[Problem] Among the entries below, only the lines starting at the one with "Target: forearm" and ending at the one with "Target: knuckle", both included, are to be printed exactly.

[Available records]
----------------
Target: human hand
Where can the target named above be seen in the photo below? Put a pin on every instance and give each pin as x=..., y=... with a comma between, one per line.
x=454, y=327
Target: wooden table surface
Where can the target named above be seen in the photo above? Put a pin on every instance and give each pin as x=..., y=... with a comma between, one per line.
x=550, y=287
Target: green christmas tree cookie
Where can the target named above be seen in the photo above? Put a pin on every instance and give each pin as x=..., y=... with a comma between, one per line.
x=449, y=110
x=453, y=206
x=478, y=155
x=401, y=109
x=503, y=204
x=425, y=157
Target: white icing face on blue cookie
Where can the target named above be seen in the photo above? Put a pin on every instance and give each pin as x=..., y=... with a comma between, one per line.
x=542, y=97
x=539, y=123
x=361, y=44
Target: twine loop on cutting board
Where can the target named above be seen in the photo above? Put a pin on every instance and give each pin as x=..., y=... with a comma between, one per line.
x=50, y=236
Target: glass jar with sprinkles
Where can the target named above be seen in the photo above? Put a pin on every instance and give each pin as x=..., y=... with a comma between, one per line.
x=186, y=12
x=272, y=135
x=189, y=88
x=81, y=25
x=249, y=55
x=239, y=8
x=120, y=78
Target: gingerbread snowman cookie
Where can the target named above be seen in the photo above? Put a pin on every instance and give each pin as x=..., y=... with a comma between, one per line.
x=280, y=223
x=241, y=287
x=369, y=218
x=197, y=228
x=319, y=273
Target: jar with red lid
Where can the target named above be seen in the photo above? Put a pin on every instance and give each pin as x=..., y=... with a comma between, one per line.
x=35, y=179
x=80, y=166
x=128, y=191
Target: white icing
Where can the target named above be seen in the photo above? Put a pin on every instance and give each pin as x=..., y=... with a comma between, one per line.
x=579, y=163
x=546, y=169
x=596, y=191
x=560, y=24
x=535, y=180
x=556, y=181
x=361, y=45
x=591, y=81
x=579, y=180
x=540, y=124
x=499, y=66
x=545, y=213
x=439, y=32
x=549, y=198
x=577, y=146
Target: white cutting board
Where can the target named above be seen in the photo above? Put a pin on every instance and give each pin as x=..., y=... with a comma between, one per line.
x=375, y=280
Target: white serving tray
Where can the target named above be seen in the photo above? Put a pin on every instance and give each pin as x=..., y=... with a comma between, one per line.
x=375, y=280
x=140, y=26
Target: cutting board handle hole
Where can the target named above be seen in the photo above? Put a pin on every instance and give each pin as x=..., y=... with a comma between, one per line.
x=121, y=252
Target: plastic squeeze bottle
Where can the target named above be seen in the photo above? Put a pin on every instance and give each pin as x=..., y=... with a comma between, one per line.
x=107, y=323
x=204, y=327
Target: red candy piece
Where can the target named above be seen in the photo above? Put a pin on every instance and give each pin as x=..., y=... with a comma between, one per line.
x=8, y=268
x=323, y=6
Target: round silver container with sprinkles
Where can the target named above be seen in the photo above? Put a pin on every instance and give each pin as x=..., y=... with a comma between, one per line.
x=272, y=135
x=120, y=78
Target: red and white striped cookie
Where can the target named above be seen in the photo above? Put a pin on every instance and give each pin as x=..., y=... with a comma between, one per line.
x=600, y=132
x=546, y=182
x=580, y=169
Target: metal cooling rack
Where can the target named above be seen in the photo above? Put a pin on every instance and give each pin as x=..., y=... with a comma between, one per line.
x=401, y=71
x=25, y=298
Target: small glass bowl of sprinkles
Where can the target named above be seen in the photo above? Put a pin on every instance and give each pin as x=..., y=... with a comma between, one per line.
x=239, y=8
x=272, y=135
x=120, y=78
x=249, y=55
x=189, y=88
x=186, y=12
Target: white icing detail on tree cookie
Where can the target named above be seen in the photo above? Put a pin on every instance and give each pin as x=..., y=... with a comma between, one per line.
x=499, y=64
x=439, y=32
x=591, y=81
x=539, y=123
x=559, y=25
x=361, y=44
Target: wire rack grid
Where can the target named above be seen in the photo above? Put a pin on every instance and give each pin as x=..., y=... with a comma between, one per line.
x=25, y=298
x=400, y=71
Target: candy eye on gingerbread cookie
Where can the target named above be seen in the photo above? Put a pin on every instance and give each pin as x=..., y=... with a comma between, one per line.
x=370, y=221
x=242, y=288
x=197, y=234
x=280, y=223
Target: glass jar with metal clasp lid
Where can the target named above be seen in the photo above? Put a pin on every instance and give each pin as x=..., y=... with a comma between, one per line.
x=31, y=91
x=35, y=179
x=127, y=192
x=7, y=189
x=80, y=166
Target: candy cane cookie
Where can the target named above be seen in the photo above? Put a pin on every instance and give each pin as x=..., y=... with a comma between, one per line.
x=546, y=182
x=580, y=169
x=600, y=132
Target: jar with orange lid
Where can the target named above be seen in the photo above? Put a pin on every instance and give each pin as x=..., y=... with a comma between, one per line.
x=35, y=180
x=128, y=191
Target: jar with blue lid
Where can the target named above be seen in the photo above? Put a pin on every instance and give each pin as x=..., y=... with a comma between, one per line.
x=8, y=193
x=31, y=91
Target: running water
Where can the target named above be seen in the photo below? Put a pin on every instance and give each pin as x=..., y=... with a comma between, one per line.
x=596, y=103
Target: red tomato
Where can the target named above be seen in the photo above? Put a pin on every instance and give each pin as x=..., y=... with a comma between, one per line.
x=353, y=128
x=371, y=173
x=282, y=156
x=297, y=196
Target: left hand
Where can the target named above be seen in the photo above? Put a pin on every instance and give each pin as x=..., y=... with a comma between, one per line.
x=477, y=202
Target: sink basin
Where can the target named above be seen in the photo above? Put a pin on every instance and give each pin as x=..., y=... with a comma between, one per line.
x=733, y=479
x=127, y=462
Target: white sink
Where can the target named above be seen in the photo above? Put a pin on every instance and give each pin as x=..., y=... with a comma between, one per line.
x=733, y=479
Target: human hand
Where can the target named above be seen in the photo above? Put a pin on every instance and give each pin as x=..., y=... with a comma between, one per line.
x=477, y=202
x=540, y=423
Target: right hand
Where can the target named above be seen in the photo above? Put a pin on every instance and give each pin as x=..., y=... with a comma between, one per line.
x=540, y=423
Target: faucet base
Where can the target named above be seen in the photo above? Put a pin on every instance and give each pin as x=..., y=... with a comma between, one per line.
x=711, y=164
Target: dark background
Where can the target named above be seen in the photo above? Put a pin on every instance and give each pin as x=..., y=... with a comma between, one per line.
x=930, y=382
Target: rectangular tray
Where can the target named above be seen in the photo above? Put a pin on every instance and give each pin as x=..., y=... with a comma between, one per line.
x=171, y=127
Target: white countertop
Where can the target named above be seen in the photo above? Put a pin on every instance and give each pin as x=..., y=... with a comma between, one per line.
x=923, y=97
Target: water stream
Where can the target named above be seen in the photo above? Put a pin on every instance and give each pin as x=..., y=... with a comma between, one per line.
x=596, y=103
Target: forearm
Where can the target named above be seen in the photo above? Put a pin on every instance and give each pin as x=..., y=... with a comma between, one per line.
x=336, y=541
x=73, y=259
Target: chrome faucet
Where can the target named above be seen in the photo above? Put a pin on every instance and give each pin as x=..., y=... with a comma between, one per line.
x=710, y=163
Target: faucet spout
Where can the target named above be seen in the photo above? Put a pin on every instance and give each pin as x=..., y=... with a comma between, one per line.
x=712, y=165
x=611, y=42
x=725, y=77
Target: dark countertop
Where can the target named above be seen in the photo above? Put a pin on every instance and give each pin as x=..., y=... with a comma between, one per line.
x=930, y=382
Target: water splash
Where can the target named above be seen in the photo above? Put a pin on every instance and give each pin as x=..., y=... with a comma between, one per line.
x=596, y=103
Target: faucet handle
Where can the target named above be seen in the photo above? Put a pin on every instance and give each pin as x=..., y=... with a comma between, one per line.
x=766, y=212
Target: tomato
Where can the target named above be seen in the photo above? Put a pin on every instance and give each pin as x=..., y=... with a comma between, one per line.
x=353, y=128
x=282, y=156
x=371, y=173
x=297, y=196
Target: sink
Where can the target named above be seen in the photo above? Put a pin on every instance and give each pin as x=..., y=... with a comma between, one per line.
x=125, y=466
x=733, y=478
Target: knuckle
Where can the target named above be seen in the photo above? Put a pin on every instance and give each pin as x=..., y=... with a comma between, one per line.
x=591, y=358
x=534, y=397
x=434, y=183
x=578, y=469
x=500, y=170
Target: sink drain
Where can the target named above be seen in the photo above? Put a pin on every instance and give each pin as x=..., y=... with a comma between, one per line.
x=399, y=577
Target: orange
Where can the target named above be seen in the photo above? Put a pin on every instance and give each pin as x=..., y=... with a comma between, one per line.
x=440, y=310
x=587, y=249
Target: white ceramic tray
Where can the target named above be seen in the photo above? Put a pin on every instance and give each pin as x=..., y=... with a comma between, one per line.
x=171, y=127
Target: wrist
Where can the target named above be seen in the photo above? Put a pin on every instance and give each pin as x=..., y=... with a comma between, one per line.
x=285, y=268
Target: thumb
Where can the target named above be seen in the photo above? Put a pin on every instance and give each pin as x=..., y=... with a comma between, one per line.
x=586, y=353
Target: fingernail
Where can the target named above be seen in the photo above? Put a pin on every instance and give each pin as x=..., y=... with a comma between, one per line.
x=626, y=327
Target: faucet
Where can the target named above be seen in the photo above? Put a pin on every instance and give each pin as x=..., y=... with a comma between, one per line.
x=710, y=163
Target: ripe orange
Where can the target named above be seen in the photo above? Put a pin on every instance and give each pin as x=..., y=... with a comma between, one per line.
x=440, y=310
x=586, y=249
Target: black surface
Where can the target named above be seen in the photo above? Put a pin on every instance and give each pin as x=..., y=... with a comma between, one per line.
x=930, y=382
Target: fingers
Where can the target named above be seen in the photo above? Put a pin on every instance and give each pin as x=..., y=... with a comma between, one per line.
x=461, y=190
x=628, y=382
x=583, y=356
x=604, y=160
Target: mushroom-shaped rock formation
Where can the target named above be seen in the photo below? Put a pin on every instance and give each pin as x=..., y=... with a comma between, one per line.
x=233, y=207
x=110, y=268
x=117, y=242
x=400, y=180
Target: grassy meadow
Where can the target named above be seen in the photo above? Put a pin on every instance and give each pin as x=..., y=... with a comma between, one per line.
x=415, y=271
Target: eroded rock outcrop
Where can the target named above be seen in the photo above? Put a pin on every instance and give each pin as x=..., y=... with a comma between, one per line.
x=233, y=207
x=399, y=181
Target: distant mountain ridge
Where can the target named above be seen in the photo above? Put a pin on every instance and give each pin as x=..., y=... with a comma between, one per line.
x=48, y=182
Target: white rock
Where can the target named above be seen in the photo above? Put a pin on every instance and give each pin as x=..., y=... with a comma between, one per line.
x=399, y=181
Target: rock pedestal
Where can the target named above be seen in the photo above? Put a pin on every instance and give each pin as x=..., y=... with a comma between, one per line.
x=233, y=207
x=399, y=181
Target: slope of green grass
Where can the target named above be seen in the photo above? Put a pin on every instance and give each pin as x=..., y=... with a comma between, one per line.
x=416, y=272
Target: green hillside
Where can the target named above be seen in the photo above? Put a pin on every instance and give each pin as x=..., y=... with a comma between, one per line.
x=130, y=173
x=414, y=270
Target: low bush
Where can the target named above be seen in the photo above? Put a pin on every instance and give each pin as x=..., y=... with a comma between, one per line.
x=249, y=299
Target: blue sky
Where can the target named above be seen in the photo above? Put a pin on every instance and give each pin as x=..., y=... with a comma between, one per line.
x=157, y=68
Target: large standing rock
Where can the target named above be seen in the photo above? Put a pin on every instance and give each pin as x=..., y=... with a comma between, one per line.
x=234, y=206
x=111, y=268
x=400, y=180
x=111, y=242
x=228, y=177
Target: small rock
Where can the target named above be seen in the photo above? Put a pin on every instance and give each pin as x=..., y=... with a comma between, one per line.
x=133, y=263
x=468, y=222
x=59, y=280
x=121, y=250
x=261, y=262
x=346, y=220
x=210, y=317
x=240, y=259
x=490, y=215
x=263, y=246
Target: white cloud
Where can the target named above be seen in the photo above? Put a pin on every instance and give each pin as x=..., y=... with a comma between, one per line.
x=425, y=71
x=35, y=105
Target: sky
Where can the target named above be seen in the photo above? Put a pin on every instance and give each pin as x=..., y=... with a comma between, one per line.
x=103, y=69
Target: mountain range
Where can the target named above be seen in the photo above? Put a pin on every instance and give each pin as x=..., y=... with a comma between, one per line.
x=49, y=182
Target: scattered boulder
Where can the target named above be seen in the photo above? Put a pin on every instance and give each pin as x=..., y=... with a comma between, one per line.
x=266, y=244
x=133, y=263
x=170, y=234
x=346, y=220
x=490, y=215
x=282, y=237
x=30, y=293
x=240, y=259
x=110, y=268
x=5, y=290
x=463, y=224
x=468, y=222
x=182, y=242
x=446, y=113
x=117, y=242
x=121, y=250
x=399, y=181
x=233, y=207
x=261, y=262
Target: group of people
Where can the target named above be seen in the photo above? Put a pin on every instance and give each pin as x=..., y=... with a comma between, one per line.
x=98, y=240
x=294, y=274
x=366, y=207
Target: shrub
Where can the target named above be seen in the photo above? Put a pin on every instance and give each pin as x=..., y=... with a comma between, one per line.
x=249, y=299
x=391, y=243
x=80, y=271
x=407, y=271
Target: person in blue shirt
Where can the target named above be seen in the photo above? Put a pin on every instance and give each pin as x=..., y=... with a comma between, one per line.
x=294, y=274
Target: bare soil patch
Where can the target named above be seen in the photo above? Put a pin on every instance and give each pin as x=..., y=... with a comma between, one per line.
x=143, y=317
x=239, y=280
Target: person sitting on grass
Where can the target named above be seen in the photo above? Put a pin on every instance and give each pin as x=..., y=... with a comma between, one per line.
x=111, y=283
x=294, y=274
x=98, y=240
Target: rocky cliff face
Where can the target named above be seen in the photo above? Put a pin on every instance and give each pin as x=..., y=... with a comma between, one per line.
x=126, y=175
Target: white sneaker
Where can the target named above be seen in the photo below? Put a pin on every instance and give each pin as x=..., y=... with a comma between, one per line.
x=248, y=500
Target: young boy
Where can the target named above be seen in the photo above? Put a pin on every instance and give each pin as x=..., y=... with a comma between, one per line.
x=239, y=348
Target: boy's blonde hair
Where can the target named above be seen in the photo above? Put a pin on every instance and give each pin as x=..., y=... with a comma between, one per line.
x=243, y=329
----------------
[Solution]
Target: forearm
Where can the target named above be seen in the photo above? Put a pin on every instance and give each pin as x=..., y=... with a comma between, one per line.
x=336, y=541
x=73, y=259
Target: chrome faucet
Where can the target named above be seen in the photo above? Put a pin on every instance and give each pin as x=..., y=... with a comma between, one per line.
x=710, y=163
Target: faucet spout
Where can the target named above be seen in the photo above? Put a pin on every instance and give each pin as x=..., y=... with a comma between, one per line.
x=712, y=165
x=611, y=42
x=725, y=77
Target: dark countertop
Where can the target named above be seen in the photo above? Put a pin on every instance and give each pin as x=..., y=... with a comma between, one per line.
x=930, y=382
Target: water splash
Where can the target named above be seen in the photo above? Put a pin on every instance and give each pin as x=..., y=... with a comma between, one per line.
x=596, y=103
Target: faucet handle
Where can the target named above be seen in the photo above? Put a pin on every instance and give each pin as x=..., y=... with a comma between, one per line.
x=766, y=212
Target: tomato
Where can the target named above be seen in the photo above? Put a pin on every instance and give each pin as x=..., y=... with a comma between, one per line.
x=353, y=128
x=282, y=156
x=371, y=173
x=297, y=196
Target: sink
Where can the target named above be seen in the photo above? Put a pin on every instance and give each pin as x=..., y=... with a comma between, one per line.
x=125, y=466
x=733, y=478
Target: knuckle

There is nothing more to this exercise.